» Supplied text

┌──

Sunday, November 13, 2011


What adults do with, for, and to children determines what the future will be like for any cluster of people, whether it’s a family, a school, a community, or a nation. When a nation’s institutions that are supposed to nurture and protect children begin to fail, civilization there deteriorates.

This week we were shocked by disclosure of grievous wrong-doing by one adult who sexually abused children and wrong-doing by other adults who were complicit by keeping silent and allowing the abuse to continue. There were at least two things wrong with collective responses to the story as it was reported in various national media. First, the “blame” seemed to fall on Penn State where the specific abuse happened; and second, “what-to-do” about the situation focused on which and to what extent people should be punished. A third thing wrong with early reports was that for the first couple of days of media frenzy, the individuals who had been abused were seldom mentioned. The Penn State community, current students and faculty and alumni all over the world, plunged into sadness and regret that the incidents happened at “their university” as if it were their problem and their sadness alone. In fact, all of us are complicit who have developed or allowed to develop a culture in which children are sexually abused in plain sight of some adults with other adults’ knowing that it has happened and is continuing to happen.

It’s a cop-out to blame the Internet, instant reporting on television and radio, and mass media in general by saying it’s just that we know immediately now when a mother somewhere murders her child or a child disappears on the way to or from school or some other awful abuse of a child occurs at the hands of an adult. I’m not buying the excuse. Whatever it is that we are becoming as a civilization is the result of how we care for children... not just the children in our own families but all children.

Because of deplorable living conditions of many of the poorest of America’s children, I am personally chagrined and distressed by the general “state of the American union.” A nation is a deteriorating civilization when its politicians and the people who elect them tolerate letting children go hungry and homeless and lacking needed medical care. A presidential candidate in a speech earlier this week actually said, “Our nation needs to stop doing for people what they can and should do for themselves. Self reliance means, if anybody will not work, neither should he eat.” What is she willing to let happen to children who live in homes where parents aren’t working?

└──

» Your instructions
Could you duplicate, word for word, the stretch of the essay on failing to protect children from "Sunday, November 13, 2011" through "civilization there deteriorates."?

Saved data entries
┌──

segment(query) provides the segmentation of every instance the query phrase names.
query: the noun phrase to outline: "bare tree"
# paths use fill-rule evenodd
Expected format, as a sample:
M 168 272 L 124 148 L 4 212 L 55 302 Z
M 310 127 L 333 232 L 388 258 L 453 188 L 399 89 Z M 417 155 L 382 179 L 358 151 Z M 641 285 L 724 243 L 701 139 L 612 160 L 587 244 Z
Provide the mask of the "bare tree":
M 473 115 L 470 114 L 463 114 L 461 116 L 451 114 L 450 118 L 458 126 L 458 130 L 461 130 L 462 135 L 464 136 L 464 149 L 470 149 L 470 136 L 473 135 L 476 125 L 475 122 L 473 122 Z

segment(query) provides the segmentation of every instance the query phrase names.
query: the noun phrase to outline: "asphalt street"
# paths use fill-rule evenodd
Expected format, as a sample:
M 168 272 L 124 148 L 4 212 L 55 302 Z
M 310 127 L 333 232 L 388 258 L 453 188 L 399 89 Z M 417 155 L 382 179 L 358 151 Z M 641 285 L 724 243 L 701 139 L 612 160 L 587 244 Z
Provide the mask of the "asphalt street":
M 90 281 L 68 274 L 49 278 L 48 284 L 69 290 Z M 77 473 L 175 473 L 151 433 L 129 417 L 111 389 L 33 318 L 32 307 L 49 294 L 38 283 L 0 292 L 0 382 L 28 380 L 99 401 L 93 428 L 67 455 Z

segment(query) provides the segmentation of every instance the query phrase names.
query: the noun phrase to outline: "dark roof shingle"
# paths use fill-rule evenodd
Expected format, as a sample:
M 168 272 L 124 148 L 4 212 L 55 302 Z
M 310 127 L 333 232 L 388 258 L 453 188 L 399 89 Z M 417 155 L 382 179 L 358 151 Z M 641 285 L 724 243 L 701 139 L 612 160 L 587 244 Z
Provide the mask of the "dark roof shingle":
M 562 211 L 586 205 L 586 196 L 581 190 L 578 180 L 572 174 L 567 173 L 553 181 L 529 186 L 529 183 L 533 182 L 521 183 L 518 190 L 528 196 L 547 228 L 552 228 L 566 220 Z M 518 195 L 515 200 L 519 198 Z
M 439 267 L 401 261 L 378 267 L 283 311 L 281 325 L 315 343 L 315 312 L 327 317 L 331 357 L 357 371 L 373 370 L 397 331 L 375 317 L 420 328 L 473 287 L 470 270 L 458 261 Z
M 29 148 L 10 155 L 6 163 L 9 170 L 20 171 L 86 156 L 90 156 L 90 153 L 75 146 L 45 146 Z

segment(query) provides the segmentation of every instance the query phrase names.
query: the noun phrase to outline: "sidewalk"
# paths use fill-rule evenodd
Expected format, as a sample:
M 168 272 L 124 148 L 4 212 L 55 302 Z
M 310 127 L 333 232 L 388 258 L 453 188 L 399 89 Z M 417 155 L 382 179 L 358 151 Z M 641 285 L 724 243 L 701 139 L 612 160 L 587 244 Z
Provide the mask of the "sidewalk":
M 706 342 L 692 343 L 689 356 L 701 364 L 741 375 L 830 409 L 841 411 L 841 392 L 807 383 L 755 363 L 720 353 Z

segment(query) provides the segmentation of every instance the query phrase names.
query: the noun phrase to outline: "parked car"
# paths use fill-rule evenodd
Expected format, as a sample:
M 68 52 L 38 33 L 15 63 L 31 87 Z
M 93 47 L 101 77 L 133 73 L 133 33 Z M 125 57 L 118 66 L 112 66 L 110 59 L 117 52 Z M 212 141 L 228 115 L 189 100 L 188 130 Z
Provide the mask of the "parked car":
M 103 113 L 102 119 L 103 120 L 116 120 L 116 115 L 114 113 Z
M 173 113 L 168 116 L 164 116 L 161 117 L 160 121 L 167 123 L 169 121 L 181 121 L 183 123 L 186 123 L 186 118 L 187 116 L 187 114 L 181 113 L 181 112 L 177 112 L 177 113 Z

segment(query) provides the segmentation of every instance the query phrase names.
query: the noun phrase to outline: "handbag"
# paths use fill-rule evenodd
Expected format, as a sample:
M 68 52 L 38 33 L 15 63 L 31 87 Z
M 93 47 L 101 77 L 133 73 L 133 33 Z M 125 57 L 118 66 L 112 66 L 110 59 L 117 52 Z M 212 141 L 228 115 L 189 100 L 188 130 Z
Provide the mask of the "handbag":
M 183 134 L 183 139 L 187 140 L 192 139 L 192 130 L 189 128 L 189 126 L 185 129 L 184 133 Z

└──

» Answer space
Sunday, November 13, 2011


What adults do with, for, and to children determines what the future will be like for any cluster of people, whether it’s a family, a school, a community, or a nation. When a nation’s institutions that are supposed to nurture and protect children begin to fail, civilization there deteriorates.